== TEXT EXCERPT ==
++++

I actually don’t mind fixing my own appliances. Plus, I am not interesting is filling up the local landfills with appliances that could be fixed at a relative cheap price. Cars, forget it, those get worked on by mechanics, they are computers on wheels. 


Sent from my iPad using Tapatalk Pro


----------



## personofinterest

Ikaika said:


> I actually don’t mind fixing my own appliances. Plus, I am not interesting is filling up the local landfills with appliances that could be fixed at a relative cheap price. Cars, forget it, those get worked on by mechanics, they are computers on wheels.
> 
> 
> Sent from my iPad using Tapatalk Pro


LOL we all have different strengths. My hubby can do wonders with a car, but if an appliance or something electrical is awry, he gets help or calls a repair man. Although he can do just about any non-electrical fix needed. I admit I find it "manly."


----------



## Ragnar Ragnasson

Does it count that I fixed the stove in a pair of cut-offs and no shirt, putting on the old tool belt and having at it?

++++

== DATASET ROWS ==
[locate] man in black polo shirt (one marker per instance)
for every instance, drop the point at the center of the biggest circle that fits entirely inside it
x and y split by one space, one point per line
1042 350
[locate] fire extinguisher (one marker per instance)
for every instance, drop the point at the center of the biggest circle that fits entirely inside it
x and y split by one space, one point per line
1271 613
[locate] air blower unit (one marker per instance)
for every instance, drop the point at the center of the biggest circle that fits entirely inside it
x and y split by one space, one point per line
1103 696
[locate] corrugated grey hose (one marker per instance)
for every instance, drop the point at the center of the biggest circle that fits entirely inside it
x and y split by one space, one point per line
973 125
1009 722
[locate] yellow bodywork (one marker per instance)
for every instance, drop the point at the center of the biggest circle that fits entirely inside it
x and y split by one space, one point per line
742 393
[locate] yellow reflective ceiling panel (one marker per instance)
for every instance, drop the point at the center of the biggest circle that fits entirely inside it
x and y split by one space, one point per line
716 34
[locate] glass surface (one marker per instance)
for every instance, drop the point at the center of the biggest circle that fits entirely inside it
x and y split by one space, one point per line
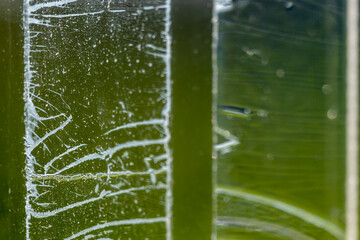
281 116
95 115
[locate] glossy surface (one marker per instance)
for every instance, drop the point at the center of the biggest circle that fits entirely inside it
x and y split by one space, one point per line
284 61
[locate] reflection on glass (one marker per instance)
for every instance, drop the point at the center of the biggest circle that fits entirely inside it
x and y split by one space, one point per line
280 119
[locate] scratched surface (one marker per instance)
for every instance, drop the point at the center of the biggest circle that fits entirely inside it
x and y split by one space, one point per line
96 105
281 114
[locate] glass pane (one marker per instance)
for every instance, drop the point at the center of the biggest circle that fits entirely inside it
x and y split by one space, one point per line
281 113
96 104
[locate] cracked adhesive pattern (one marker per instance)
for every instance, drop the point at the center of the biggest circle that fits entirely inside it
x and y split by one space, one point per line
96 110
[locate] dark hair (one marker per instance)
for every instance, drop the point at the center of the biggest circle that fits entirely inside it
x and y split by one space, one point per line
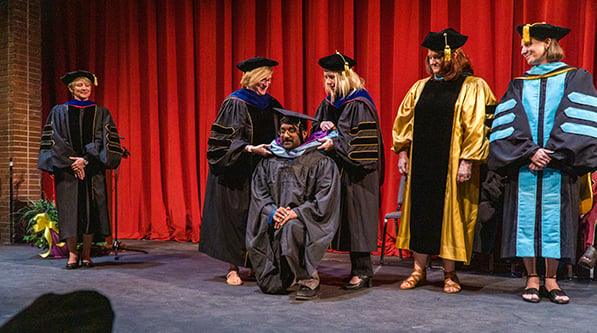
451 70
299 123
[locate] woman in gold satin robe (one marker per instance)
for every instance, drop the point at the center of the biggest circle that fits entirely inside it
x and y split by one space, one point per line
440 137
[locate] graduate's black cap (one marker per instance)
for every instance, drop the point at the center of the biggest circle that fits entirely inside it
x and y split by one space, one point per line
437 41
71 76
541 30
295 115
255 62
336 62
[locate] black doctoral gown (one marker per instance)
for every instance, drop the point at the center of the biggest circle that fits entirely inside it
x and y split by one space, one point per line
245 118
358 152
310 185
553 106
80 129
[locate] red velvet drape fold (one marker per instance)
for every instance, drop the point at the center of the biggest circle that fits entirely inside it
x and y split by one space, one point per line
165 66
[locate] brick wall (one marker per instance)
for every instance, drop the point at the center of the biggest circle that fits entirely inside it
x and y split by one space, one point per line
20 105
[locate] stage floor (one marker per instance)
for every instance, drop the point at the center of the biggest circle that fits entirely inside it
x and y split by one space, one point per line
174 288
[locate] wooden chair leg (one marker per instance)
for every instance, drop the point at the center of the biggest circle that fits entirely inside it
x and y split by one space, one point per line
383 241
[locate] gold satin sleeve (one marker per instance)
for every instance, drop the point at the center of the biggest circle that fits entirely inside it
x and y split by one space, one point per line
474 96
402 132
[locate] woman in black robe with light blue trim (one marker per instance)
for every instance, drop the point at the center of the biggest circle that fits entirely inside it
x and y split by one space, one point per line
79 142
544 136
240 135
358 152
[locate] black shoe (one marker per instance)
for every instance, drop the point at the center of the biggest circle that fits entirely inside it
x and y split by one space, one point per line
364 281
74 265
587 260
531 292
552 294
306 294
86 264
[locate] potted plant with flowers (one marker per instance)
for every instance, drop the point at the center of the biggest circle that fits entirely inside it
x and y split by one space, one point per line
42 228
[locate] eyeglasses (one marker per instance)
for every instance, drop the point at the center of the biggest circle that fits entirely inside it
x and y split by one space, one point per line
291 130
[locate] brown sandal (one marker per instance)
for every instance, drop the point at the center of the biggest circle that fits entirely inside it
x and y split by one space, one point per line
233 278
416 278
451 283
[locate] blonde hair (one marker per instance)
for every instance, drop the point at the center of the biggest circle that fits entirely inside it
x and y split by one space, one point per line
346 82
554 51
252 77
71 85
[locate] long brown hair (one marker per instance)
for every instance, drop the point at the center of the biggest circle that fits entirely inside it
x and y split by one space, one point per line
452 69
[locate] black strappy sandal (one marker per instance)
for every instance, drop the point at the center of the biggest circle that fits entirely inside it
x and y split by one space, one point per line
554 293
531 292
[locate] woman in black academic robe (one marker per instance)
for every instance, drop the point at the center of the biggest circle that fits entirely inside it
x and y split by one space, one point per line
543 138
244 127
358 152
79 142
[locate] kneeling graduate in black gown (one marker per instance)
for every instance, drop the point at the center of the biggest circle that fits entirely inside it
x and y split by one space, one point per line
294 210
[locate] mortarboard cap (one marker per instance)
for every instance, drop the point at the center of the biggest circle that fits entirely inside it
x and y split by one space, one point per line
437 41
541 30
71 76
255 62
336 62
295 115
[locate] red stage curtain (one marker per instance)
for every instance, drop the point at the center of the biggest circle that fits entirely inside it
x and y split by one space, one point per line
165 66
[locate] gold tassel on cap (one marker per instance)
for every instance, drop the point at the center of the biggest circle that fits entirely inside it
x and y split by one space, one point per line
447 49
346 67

++++

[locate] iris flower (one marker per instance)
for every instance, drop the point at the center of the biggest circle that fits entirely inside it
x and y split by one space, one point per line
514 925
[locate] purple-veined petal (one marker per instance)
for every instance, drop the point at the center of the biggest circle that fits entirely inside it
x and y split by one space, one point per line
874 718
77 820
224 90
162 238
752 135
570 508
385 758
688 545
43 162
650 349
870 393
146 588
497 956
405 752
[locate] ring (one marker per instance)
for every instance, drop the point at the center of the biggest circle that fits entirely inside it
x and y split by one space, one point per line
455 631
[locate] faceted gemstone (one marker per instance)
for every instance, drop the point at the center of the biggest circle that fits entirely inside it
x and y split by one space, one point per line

++++

== TASK LIST ==
1/ Name every forum username that appears in the appliance repair thread.
2/ State whether each statement agrees with the appliance repair thread. Answer yes or no and quote the deciding words. (a) The first poster leaves car work to mechanics. (b) The husband of personofinterest repairs electrical appliances himself. (c) Ragnar Ragnasson says he fixed a stove.
3/ Reproduce the appliance repair thread word for word, from "LOL we all have" to "having at it?".

== SOLUTIONS TO THE EXERCISE ==
1/ Ikaika, personofinterest, Ragnar Ragnasson

2/
(a) Yes: "Cars, forget it, those get worked on by mechanics"
(b) No: "if an appliance or something electrical is awry, he gets help or calls a repair man"
(c) Yes: "I fixed the stove in a pair of cut-offs and no shirt"

3/
LOL we all have different strengths. My hubby can do wonders with a car, but if an appliance or something electrical is awry, he gets help or calls a repair man. Although he can do just about any non-electrical fix needed. I admit I find it "manly."


----------



## Ragnar Ragnasson

Does it count that I fixed the stove in a pair of cut-offs and no shirt, putting on the old tool belt and having at it?